■ WHAT YOU WILL DO ■
The answer must consist solely of the lines from the one containing "Query: shirt collar" to the end of the entries below, repeated exactly.
- - - - - - -
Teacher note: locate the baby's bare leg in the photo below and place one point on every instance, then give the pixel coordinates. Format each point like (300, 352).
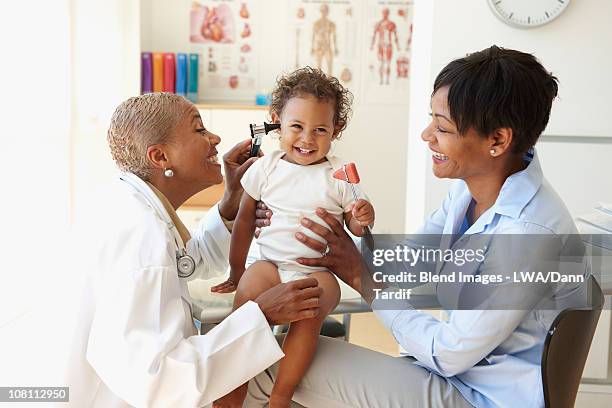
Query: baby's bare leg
(258, 278)
(301, 342)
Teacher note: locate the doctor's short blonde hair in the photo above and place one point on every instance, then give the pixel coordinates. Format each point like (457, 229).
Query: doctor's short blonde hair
(140, 122)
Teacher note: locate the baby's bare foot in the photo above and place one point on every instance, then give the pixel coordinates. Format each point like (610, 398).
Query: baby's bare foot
(280, 401)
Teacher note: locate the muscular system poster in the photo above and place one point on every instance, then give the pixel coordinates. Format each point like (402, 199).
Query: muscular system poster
(324, 34)
(387, 46)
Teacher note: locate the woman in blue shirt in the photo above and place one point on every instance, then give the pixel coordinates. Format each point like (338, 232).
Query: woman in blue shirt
(488, 110)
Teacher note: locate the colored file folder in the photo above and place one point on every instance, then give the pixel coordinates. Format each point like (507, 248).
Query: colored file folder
(181, 74)
(146, 73)
(169, 72)
(158, 72)
(192, 84)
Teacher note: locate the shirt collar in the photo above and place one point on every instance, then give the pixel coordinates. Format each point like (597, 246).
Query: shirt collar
(518, 189)
(516, 192)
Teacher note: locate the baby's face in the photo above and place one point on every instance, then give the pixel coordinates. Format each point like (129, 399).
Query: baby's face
(307, 129)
- - - - - - -
■ RESULT FOR THIS EXERCISE ■
Query: shirt collar
(518, 189)
(516, 192)
Teacher note: locate the baby's face in the photo above and place one point on every instance, then give the pixel coordinates. Format each point like (129, 399).
Query: baby's face
(307, 129)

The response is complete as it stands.